U.S. patent application number 12/468302 was filed with the patent office on 2010-11-25 for dynamic quality of service adjustment across a switching fabric.
Invention is credited to Hubert E. Brinkman, Paul V. Brownell, Darren T. Hoy, David L. Matthews.
Application Number | 20100296520 12/468302 |
Document ID | / |
Family ID | 43124529 |
Filed Date | 2010-11-25 |
United States Patent
Application |
20100296520 |
Kind Code |
A1 |
Matthews; David L. ; et
al. |
November 25, 2010 |
DYNAMIC QUALITY OF SERVICE ADJUSTMENT ACROSS A SWITCHING FABRIC
Abstract
In a shared I/O environment, a method for dynamic memory
bandwidth adjustment adjusts memory bandwidth between a host server
and an I/O function by increasing memory bandwidth to higher
priority functions while decreasing memory bandwidth to lower
priority functions without bringing down the link between the host
and I/O devices.
Inventors: |
Matthews; David L.;
(Cypress, TX) ; Brownell; Paul V.; (Houston,
TX) ; Hoy; Darren T.; (Cypress, TX) ;
Brinkman; Hubert E.; (Spring, TX) |
Correspondence
Address: |
HEWLETT-PACKARD COMPANY;Intellectual Property Administration
3404 E. Harmony Road, Mail Stop 35
FORT COLLINS
CO
80528
US
|
Family ID: |
43124529 |
Appl. No.: |
12/468302 |
Filed: |
May 19, 2009 |
Current U.S.

> **GIVEN INFORMATION**:
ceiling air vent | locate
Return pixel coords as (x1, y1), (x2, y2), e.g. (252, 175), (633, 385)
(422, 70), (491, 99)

> **LIST OF TASKS**:
a) Check each statement against the patent listing and answer yes or no, quoting the words of the listing that decide it. (i) Paul V. Brownell is listed with Houston, TX. (ii) The method adjusts memory bandwidth by bringing down the link between the host and I/O devices. (iii) Darren T. Hoy is listed with Spring, TX.
b) What kind code does the patent listing give?
c) Carry on the patent listing from its last line.
The lines play no part in any of this work.

> **RESPONSES FOR EACH TASK**:
a)
(i) Yes: "Brownell; Paul V.; (Houston"
(ii) No: "without bringing down the link between the host"
(iii) No: "Hoy; Darren T.; (Cypress, TX)"

b) A1

c)
Class: |
370/468 ;
709/226 |
Current CPC
Class: |
H04L 49/10 20130101;
G06F 9/5016 20130101 |
Class at
Publication: |
370/468 ;
709/226 |
International
Class: |
H04J 3/22 20060101
H04J003/22; G06F 15/173 20060101 G06F015/173 |
Claims
1. A method for dynamically adjusting quality of service for a link
across a switching fabric, the method comprising: determining total
memory bandwidth allocation for a first resource of a plurality of
resources; determining if the total memory bandwidth allocation is
greater than or equal to total memory bandwidth available for the
resource; reducing the memory bandwidth allocated to other
resources of the plurality of resources if the total memory
bandwidth allocation is greater than or equal to the total memory
bandwidth available; and allocating additional memory bandwidth to
the first resource if the total memory bandwidth available is
greater than the total memory bandwidth allocation.
2. The method of claim 1 and further including waiting for an
acknowledgment of credit de-allocation after reducing the memory
bandwidth allocated to other resources of the plurality of
resources.
3. The method of claim 1 wherein the quality of service is adjusted
without bringing down the link.
4. The method of claim 1 and further including adding the first
resource to a server system.
5. The method of claim 4 wherein adding the first resource
comprises enabling a link through the switching fabric to the first
resource from a host node of the server system.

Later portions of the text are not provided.